• [Page]
Mr Fun...
Thanks for the response. It's nice to have an intelligent conversation for a change.
UK, cable operators offered apples to apples telephone service over twisted pair through CO switches for 15-20% discounts to BT rates which were frozen by regulation and only got 40% take.
40% take rate is good...especially as it accelerates. Anyway, I'm not sure the UK acts as a good reference point for two reasons. One, the cable operators didn't remove the complexity out of the network and were still charging access fees. Two, the UK, Europe and any other international country has never been a template for deployments in the US due to different regulatory issues.
I agree ILECs are schizoid, but I still believe their local franchise in res and small biz is difficult to attack. IMHO universal service obligation issues will come back to rear their big ugly head. Relieved of the burden of cross-subsidies, the marginal costs of the existing telephone company plant will be difficult to beat. Yeah, yeah, I can hear you now saying "maintenance costs" but I urge you to take a look at the maintenance costs for a cable company and contemplate what it might cost to keep it running at the same level of reliability as the telephone network. But I know you won't bother.

• [Challenge 1]
According to the forum post, what discount off BT rates did UK cable operators offer for their telephone service?
• [Challenge 2]
Copy everything in the forum post from "UK, cable operators" down to "different regulatory issues.".
• [Challenge 3]
Write what comes next in the forum post about telephone competition, starting after its last sentence.
The data items are separate material from the forum post.

Data items:
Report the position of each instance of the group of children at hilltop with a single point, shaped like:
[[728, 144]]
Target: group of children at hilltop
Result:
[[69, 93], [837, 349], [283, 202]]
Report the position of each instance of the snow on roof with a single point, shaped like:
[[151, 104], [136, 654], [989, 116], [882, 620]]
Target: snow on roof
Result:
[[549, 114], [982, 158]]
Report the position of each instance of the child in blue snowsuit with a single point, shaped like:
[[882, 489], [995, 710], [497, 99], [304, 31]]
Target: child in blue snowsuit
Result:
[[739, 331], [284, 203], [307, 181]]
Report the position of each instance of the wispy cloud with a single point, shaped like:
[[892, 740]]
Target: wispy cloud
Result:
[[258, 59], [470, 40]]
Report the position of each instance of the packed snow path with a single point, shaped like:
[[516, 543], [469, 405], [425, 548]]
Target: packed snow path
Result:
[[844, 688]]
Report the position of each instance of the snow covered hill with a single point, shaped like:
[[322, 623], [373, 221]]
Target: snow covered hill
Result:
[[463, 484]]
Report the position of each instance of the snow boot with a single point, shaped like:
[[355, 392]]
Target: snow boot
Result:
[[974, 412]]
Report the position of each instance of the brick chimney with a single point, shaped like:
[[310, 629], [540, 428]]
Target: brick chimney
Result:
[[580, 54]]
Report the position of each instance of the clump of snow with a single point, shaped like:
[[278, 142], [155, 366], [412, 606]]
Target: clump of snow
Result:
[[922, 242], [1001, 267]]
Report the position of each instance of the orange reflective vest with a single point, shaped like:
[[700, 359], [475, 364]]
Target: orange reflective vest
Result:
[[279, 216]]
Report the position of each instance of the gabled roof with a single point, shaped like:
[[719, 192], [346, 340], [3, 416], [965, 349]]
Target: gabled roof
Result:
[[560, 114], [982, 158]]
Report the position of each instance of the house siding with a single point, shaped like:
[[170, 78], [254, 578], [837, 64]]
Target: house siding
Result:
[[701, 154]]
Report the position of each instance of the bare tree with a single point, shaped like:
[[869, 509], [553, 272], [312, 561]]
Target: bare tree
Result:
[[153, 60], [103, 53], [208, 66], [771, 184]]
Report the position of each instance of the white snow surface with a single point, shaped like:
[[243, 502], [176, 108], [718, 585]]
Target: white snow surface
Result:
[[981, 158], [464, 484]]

• [Exercise response 1]
They offered discounts of 15-20% off BT rates.

• [Exercise response 2]
UK, cable operators offered apples to apples telephone service over twisted pair through CO switches for 15-20% discounts to BT rates which were frozen by regulation and only got 40% take.
40% take rate is good...especially as it accelerates. Anyway, I'm not sure the UK acts as a good reference point for two reasons. One, the cable operators didn't remove the complexity out of the network and were still charging access fees. Two, the UK, Europe and any other international country has never been a template for deployments in the US due to different regulatory issues.

• [Exercise response 3]
We're talking the differnce between an integrated multiservice deployment which can ammoritize costs over a variety of services and provide or even push new services out in order to cover costs. Not to mention a single integrated infrastructure to maintain. IMO the next generation infrastructure will support more users at lower costs. If not then no SP will migrate.
Also, even w/ TW, AT&T will control ~40 million households. Nice, but only a third of the total.
T with TW and UMG..is closer to 50M households close to two thirds the total of domestic households I do believe. There are about 300M people in the U.S. at 3.8 people per household ~80M households...
If TOTAL US POTS is growing 6% each year today and accelerating, how is it a wash if cable modems reach 6% or even 10% total penetration into US households by 2003?
My take rate of 6% was eluding to total take rate. If half the US households are using connected PC's and half of those users move to cable modems and 25% of these customers move to integrated voice on cable that would be 5M POT's lines annually. Add to this the new single purpose devices I mentioned in my last post. Let's assume that 20% of the non-PC users purchase these new devices...since they are new installation a larger percentage will move to the new "bundled" services ...that's another 4M POT's lines for a total migration of 9M users from POT's to voice on cable. Mr. Fun, you have the POT's line growth numbers...if you lose 9M users a year (assuming no annual incremental growth) what will happen to incumbent LEC's? What will the backfill with?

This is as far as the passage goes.